Your instructions »
Copy the episode script between "Well, you never" and "fact about elephants.", inclusive, renaming "elephants" to "octopuses" throughout.

Source passage »
___
Big Bang Theory s11e02 Episode Script

The Retraction Reaction

1 Uh, One dumpling left.
Who wants it? Maybe you should offer it to the pregnant lady.
And that would be Me, Sheldon.
I'm obviously pregnant.
Well, you never said it to my face.
And the last time I assumed a woman was pregnant, it did not go over well.
Yeah, I'm still mad at you.
(clears throat) You were drinking water instead of wine.
What was I supposed to think? KOOTHRAPPALI: Sheldon's right.
I would never ask a woman if she was pregnant, unless she tells me or I see a human being wiggling out of her.
Well, Sheldon, I'm pregnant.
How far along are you? About three months.
Only three? Good gravy, how many babies are in there? Okay, let's talk about something that won't infuriate my pregnant wife.
I read an interesting fact about elephants.
Try again.
Oh, I've got something.
I'm being interviewed on public radio this Friday.
Oh, cool.
How come? Uh, the university is trying to get more funding for the physics department, so they want me to go out and talk it up.
Really? You? (whispering indistinctly) Well, they picked the right person for the job.
Thank you.
I think he bought it.
Our whole universe was in a hot, dense state Then nearly 14 billion years ago expansion started Wait! The Earth began to cool The autotrophs began to drool, Neanderthals developed tools We built the Wall We built the pyramids Math, Science, History, unraveling the mystery That all started with a big bang Bang! The Big Bang Theory 11x02 The Retraction Reaction Hi, I'm Ira Flatow, and this is Science Friday.
___
Extracted information »
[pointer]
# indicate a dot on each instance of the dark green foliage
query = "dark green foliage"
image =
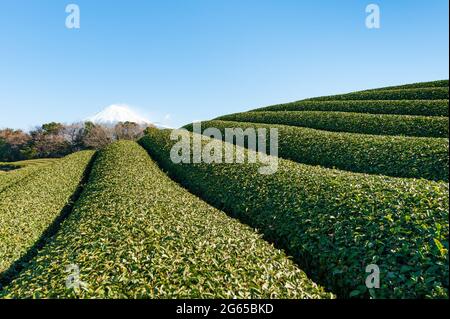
(334, 223)
(378, 124)
(33, 202)
(134, 233)
(405, 107)
(431, 84)
(439, 93)
(388, 155)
___
Task response »
Well, you never said it to my face.
And the last time I assumed a woman was pregnant, it did not go over well.
Yeah, I'm still mad at you.
(clears throat) You were drinking water instead of wine.
What was I supposed to think? KOOTHRAPPALI: Sheldon's right.
I would never ask a woman if she was pregnant, unless she tells me or I see a human being wiggling out of her.
Well, Sheldon, I'm pregnant.
How far along are you? About three months.
Only three? Good gravy, how many babies are in there? Okay, let's talk about something that won't infuriate my pregnant wife.
I read an interesting fact about octopuses.